[Document text start]

There is extensive national media coverage, with analyses, recommendations, and live blogs.

Politicians have come forward with aggressive anti-crime proposals, and – the suspect is a 15-year-old schoolboy – assurances to improve mental health care.

Britain, with a population of 67.5 million, had 602 murders last year – a significantly lower rate than that of Trinidad and Tobago.

Britain has no crisis with home invasions, extortions, assaults, gang warfare, street robberies and other serious and bloody crimes.

Still, The Mirror newspaper in its Friday editorial is demanding more police officers, additional resources for youth services, the appointment of a dedicated knife crime tsar and other specific measures.

Other media houses are equally insisting on immediate action.

T&T is in a criminal hellhole, and – many people don’t like the parallel – is on a short course to Haiti-style anarchy, with a breakdown of law and order.

Criminal beasts are killing at will, moving into homes almost as soon as the sun sets, extracting payoffs from business operators, and assaulting anyone in their way.

[Document text end]
[Stored rows start]

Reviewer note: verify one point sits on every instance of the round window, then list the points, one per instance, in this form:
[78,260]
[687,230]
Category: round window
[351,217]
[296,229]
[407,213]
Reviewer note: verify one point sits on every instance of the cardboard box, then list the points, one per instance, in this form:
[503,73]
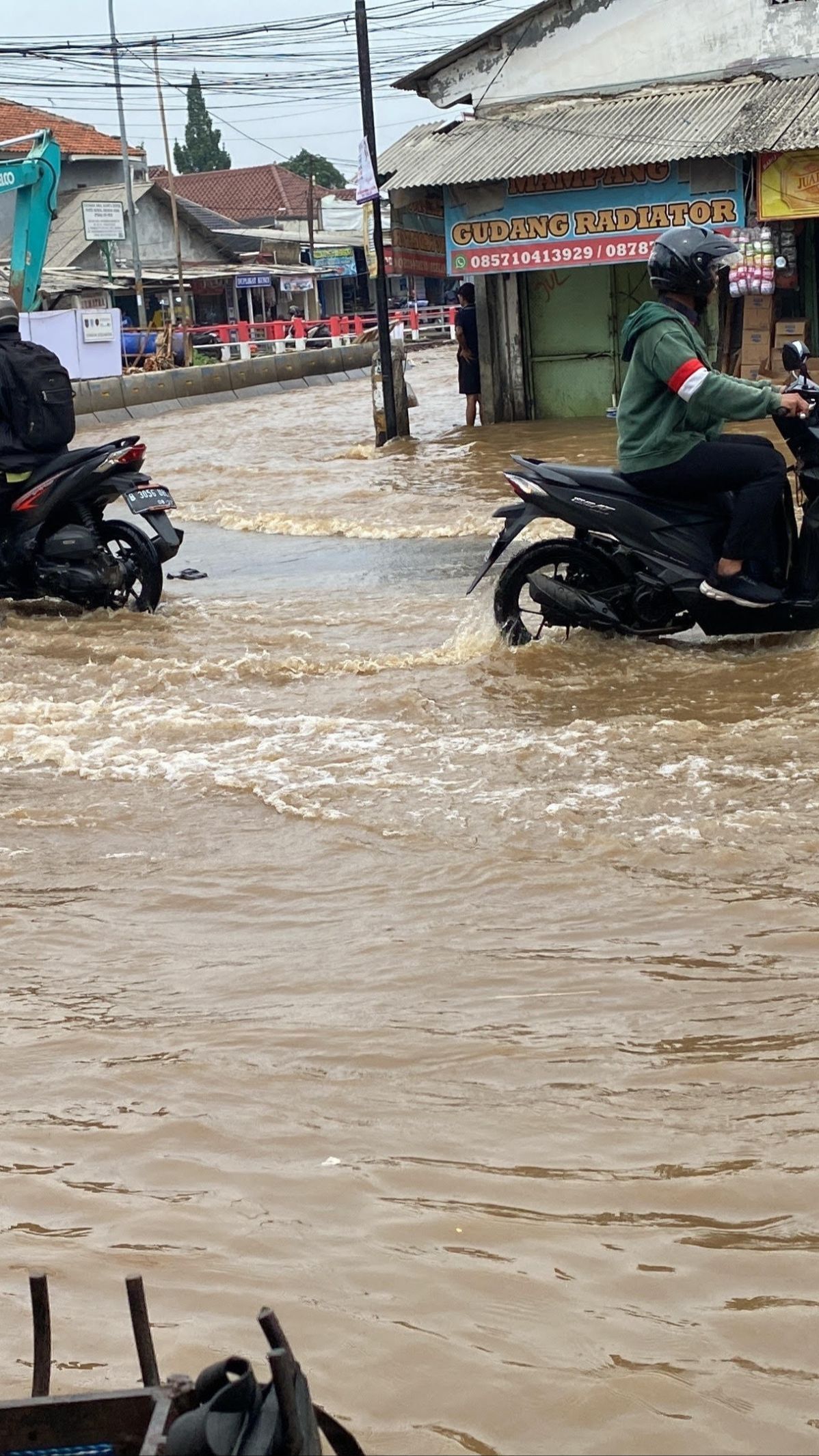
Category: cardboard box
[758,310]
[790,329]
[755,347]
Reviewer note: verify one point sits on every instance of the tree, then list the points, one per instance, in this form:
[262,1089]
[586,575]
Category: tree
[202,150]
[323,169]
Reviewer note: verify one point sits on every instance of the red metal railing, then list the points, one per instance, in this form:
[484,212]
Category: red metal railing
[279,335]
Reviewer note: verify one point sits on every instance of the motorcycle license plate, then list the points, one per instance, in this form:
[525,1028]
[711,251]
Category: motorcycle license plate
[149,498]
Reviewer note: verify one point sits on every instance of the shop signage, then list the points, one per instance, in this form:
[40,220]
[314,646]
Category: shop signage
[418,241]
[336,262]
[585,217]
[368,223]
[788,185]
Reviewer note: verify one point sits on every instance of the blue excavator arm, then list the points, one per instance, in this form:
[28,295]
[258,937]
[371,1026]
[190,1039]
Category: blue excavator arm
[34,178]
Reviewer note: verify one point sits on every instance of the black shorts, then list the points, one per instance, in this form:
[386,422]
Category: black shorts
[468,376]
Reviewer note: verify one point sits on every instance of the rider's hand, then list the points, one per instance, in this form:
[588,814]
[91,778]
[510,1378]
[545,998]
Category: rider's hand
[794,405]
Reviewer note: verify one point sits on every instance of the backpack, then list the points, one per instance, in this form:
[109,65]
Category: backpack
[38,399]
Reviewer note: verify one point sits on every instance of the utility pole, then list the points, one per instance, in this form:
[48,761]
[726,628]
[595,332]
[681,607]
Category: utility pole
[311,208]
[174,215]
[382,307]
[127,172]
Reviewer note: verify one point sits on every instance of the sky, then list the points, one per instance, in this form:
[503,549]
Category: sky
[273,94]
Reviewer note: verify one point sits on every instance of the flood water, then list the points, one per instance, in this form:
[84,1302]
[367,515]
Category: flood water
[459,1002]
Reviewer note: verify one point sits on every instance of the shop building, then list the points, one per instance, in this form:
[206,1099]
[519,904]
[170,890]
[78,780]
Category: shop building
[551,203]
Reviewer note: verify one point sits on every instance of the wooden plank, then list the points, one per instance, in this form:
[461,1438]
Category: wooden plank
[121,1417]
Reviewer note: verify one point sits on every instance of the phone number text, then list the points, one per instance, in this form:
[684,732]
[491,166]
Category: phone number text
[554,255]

[Stored rows end]

__What you need to do__
[A] Quote the crime commentary starting at "Other media houses" and ending at "law and order.".
[B] Recast the paragraph of the crime commentary that begins "Still, The Mirror newspaper" as a bulleted list.
[C] Write the next part of the crime commentary, picking up after its final sentence.
The rows have no connection to the crime commentary.

__Response list__
[A]
Other media houses are equally insisting on immediate action.

T&T is in a criminal hellhole, and – many people don’t like the parallel – is on a short course to Haiti-style anarchy, with a breakdown of law and order.

[B]
The Mirror's Friday editorial demands:
- more police officers
- additional resources for youth services
- the appointment of a dedicated knife crime tsar
- other specific measures

[C]
There is news reportage of the major bloody offences, but little critical commentary, and only a slap on the wrist for the government from civic society.

Labour, business, academia, faith-based organisations, professional bodies, and non-governmental groups, are mum or comment with delicate, inoffensive language.

The national Chamber says that “crime needs an urgent follow-up,” whatever that means.

The mouthpiece for city business tiptoes around the crisis – “leaders can’t remain silent on crime” – even though “the national economy (is) stagnating… there is little or no job creation and existing jobs are at risk.”

Prime Minister Dr. Keith Rowley is detached and aloof after the failure of his earlier sleight-of-hand – a wasteful $3.5 million Caricom conference, and “crime is a public health issue” depiction.

Leaders’ jobs include digesting bulky documents, but Rowley considers a seven-page proposal from Opposition Leader Kamla Persad-Bissessar “voluminous.”

The recommendations have not been scrutinised by the media, experts, commentators, or other public interest groups.

While there is indifference to crime, many are absorbed and strongly opinionated by – hear this – the antics of a beauty queen.

They are also animated by the senseless “chicken curry” debate.

Meanwhile, British society is calling the stabbing of a schoolgirl, an atrocity, a nightmare, and “terrifying criminality.”